▶ **Written exercise**: Copy out all the records, word for word.

▶ **Records to use**:
* * * *

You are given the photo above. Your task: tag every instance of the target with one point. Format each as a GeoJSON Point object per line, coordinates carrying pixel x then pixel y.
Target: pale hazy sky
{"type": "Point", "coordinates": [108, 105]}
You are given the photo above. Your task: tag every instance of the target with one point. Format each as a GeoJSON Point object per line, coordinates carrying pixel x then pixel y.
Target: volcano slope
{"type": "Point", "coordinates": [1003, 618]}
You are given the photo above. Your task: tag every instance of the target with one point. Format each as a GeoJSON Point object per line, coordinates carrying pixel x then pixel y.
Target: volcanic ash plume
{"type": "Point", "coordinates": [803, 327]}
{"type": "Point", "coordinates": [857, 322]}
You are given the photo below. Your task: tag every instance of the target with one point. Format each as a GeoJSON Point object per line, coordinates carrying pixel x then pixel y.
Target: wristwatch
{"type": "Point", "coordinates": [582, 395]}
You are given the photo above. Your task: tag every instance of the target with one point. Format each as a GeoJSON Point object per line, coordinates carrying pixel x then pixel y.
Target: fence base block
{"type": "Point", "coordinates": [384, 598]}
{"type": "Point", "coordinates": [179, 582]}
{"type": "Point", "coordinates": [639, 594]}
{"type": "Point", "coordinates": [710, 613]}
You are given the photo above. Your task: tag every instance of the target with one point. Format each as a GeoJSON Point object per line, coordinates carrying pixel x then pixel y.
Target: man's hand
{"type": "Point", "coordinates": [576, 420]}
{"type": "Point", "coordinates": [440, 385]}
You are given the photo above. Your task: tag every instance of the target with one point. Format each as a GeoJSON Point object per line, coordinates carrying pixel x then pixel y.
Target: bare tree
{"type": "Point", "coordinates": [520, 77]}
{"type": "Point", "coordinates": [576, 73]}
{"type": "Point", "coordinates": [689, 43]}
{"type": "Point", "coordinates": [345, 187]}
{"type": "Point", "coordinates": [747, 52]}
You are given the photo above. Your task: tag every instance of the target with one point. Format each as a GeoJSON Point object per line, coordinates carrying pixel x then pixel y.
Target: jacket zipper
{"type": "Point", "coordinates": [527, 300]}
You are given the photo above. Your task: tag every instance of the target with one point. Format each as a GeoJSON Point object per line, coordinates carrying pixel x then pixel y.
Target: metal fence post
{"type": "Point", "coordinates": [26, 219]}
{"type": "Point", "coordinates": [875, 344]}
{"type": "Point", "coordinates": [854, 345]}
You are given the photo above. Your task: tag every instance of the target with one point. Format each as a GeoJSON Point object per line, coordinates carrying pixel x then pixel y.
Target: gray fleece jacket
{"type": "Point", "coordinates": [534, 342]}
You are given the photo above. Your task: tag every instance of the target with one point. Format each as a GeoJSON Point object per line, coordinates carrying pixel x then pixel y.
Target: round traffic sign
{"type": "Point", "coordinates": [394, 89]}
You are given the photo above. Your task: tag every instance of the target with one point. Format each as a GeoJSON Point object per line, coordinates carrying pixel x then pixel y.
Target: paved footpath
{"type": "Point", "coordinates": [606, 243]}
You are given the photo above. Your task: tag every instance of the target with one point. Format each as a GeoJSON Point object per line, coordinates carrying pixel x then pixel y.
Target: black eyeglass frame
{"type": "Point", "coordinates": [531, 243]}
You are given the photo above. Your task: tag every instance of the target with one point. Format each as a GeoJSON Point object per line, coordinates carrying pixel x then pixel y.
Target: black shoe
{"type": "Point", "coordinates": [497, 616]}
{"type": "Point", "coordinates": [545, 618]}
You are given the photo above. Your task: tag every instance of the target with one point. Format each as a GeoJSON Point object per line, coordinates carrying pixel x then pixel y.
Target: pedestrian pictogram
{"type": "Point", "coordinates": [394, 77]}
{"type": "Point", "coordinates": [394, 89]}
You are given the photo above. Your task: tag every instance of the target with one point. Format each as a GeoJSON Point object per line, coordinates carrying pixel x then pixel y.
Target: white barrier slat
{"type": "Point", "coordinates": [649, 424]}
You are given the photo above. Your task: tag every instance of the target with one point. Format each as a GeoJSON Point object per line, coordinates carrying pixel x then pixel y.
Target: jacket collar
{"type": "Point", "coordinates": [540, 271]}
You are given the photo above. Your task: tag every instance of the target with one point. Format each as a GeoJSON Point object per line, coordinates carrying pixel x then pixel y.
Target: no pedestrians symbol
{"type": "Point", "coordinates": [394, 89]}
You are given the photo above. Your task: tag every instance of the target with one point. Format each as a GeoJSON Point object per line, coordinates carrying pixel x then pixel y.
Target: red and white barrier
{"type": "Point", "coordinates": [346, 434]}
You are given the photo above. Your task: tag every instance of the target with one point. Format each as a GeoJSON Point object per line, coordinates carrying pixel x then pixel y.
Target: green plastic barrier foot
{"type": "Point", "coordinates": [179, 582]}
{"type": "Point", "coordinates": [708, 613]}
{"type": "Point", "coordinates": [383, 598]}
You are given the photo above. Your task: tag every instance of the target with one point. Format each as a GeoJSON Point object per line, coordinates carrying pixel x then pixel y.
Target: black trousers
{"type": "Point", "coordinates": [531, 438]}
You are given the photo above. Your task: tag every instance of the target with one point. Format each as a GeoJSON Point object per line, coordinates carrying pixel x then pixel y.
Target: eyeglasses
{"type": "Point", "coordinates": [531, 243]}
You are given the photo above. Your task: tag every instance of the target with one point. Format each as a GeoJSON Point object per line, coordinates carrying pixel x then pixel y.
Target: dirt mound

* * * *

▶ **Correct response**:
You are given the photo above. Your task: tag every instance of the target with one point. Format each as a GeoJSON Point object per line, coordinates carrying pixel x then pixel y.
Target: pale hazy sky
{"type": "Point", "coordinates": [108, 105]}
You are given the photo above. Your task: tag every instance of the target with one point. Format each as a GeoJSON Point object per line, coordinates carrying pixel x then pixel y.
Target: volcano slope
{"type": "Point", "coordinates": [1003, 618]}
You are given the photo above. Your task: tag every instance of the target with one point. Format each as a GeoJSON Point object per line, coordinates carrying pixel x then pixel y.
Target: volcanic ash plume
{"type": "Point", "coordinates": [803, 327]}
{"type": "Point", "coordinates": [857, 322]}
You are given the photo below. Your task: tag every instance of the target with one point. Format each as a GeoJSON Point object per line, coordinates carrying pixel x then pixel y.
Target: wristwatch
{"type": "Point", "coordinates": [582, 395]}
You are given the photo above. Your task: tag every instance of the target with one point. Format each as a GeoJSON Point object per line, coordinates carrying pixel x then pixel y.
Target: fence base block
{"type": "Point", "coordinates": [384, 598]}
{"type": "Point", "coordinates": [179, 582]}
{"type": "Point", "coordinates": [639, 594]}
{"type": "Point", "coordinates": [710, 613]}
You are given the photo above. Your task: tag every instance of the target with one point. Format each as a GeoJSON Point object per line, coordinates carrying pixel x then pixel y.
Target: man's hand
{"type": "Point", "coordinates": [576, 420]}
{"type": "Point", "coordinates": [440, 385]}
You are given the photo above. Your task: tag every instance of the target with one point. Format each as a GeoJSON Point object per line, coordinates carrying pixel x then pixel y.
Target: bare tree
{"type": "Point", "coordinates": [520, 77]}
{"type": "Point", "coordinates": [576, 73]}
{"type": "Point", "coordinates": [689, 43]}
{"type": "Point", "coordinates": [345, 187]}
{"type": "Point", "coordinates": [747, 52]}
You are given the photo above. Your task: tag every instance of the target with one point. Format each as a GeoJSON Point object per line, coordinates carrying pixel x then pixel y.
Target: jacket zipper
{"type": "Point", "coordinates": [527, 300]}
You are given the photo above. Your task: tag every instance of the target with one point. Format each as a GeoJSON Point object per line, coordinates carrying pixel x then pixel y.
Target: metal fence post
{"type": "Point", "coordinates": [26, 219]}
{"type": "Point", "coordinates": [875, 344]}
{"type": "Point", "coordinates": [854, 345]}
You are given the photo above. Your task: tag every instance of the target with one point. Format each as a GeoJSON Point object per line, coordinates carrying pixel x then pixel y.
Target: gray fleece jacket
{"type": "Point", "coordinates": [534, 342]}
You are given the photo above. Your task: tag every instance of the target with one point. Format each as a GeoJSON Point object per line, coordinates carrying pixel x then pixel y.
Target: round traffic sign
{"type": "Point", "coordinates": [394, 89]}
You are given the photo above. Your task: tag every instance of the target with one point. Format each as a GeoJSON Point object per line, coordinates carrying pixel x then pixel y.
Target: paved footpath
{"type": "Point", "coordinates": [606, 243]}
You are given the photo above. Your task: tag every instance of the target with one point. Format each as a GeoJSON Point object per line, coordinates carrying pixel x then pixel y.
Target: black eyeglass frame
{"type": "Point", "coordinates": [531, 243]}
You are given the photo above. Your task: tag every instance of the target with one point. Format each as a GeoJSON Point object per line, coordinates carrying pixel x then pixel y.
Target: black shoe
{"type": "Point", "coordinates": [497, 616]}
{"type": "Point", "coordinates": [545, 618]}
You are given the photo above. Your task: tag every instance of the target with one point. Format each as a GeoJSON Point object per line, coordinates carrying pixel x then pixel y.
Target: pedestrian pictogram
{"type": "Point", "coordinates": [394, 77]}
{"type": "Point", "coordinates": [394, 89]}
You are given the photo above. Your task: tag every instance of the target with one point. Format each as a GeoJSON Point object per line, coordinates carrying pixel x then pixel y.
Target: white barrier slat
{"type": "Point", "coordinates": [649, 424]}
You are given the photo above. Your task: tag every instance of the target with one point. Format each as a GeoJSON Point object per line, coordinates carrying pixel x then pixel y.
Target: jacket collar
{"type": "Point", "coordinates": [540, 271]}
You are given the photo above. Your task: tag every instance of the target with one point. Format each as a GeoJSON Point object per line, coordinates carrying pixel x then pixel y.
Target: no pedestrians symbol
{"type": "Point", "coordinates": [394, 89]}
You are given the photo above. Your task: tag every instance of the target with one point. Format each as a GeoJSON Point object per line, coordinates carrying pixel x then pixel y.
Target: red and white barrier
{"type": "Point", "coordinates": [346, 434]}
You are given the photo above. Your task: tag every instance of the target with one point. Format each as a GeoJSON Point object per line, coordinates carrying pixel x then pixel y.
Target: green plastic barrier foot
{"type": "Point", "coordinates": [179, 582]}
{"type": "Point", "coordinates": [708, 613]}
{"type": "Point", "coordinates": [383, 598]}
You are given the photo above. Your task: tag every instance of the target with one point. Format each as a GeoJSON Point object per line, coordinates carrying pixel x then pixel y.
Target: black trousers
{"type": "Point", "coordinates": [531, 438]}
You are given the photo above. Your task: tag every instance of the target with one point. Format each as a GeoJSON Point object per line, coordinates carrying pixel x then pixel y.
Target: eyeglasses
{"type": "Point", "coordinates": [531, 243]}
You are given the photo above. Your task: tag every instance of the target with one point. Format each as a GeoJSON Point object per line, coordinates carrying pixel x then pixel y.
Target: dirt mound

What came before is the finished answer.